- **EXERCISE**
From the first line to the last, output the data exactly as it stands, minus its pictures.

THE DATA Block Start

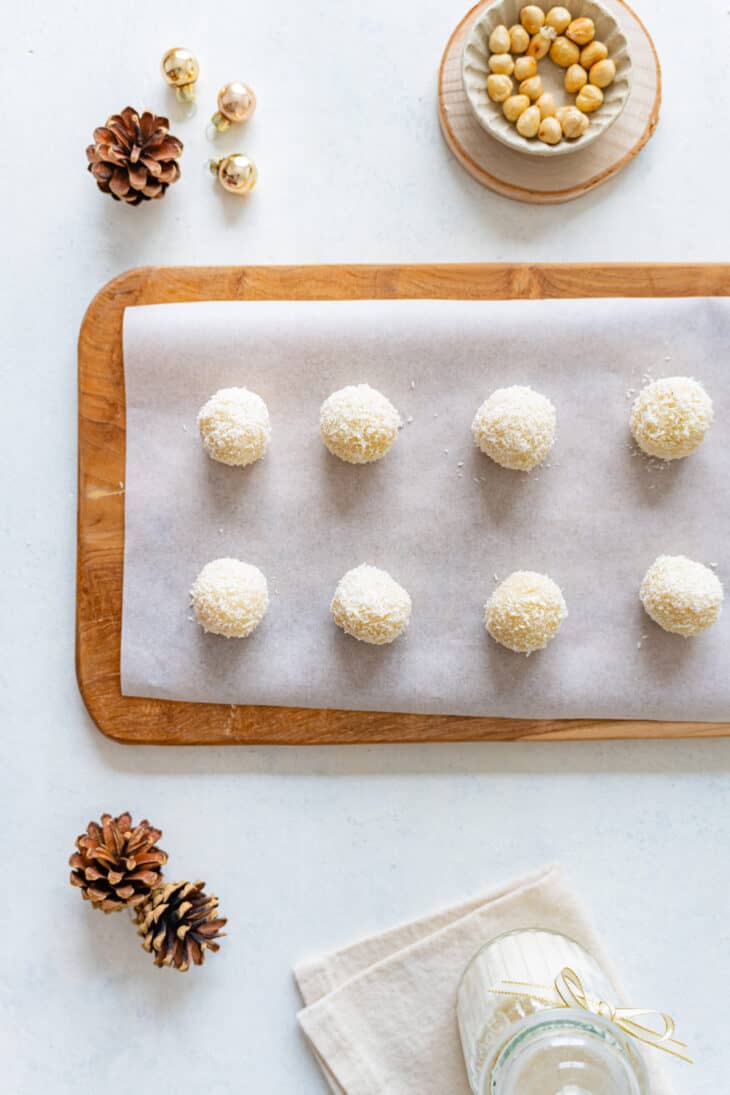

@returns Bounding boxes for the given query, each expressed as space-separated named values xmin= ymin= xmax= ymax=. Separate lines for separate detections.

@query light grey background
xmin=2 ymin=1 xmax=729 ymax=1093
xmin=123 ymin=297 xmax=729 ymax=720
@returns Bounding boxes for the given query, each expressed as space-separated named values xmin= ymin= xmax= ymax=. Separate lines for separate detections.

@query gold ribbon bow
xmin=490 ymin=966 xmax=692 ymax=1064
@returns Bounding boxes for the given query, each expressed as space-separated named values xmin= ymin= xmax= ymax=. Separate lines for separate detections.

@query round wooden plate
xmin=438 ymin=0 xmax=661 ymax=204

THE DATA Block End

- **SOLUTION FOR THIS TASK**
@returns Bounding boxes for the given query, each expressed as space-separated named values xmin= ymin= xmax= ymax=. Separate lines for separate detections.

@query light grey background
xmin=2 ymin=1 xmax=729 ymax=1093
xmin=123 ymin=297 xmax=729 ymax=720
@returns Bounding boxes for the given query, each expressed as space-separated named values xmin= ymin= xmax= ymax=. Separate lines for separate detections.

@query gold ribbon bow
xmin=490 ymin=966 xmax=692 ymax=1064
@returns Bounding boxes for the given query, each expressed as space-separated named values xmin= ymin= xmax= ymax=. Separate lines for separate detections.

@query round wooden plate
xmin=438 ymin=0 xmax=661 ymax=204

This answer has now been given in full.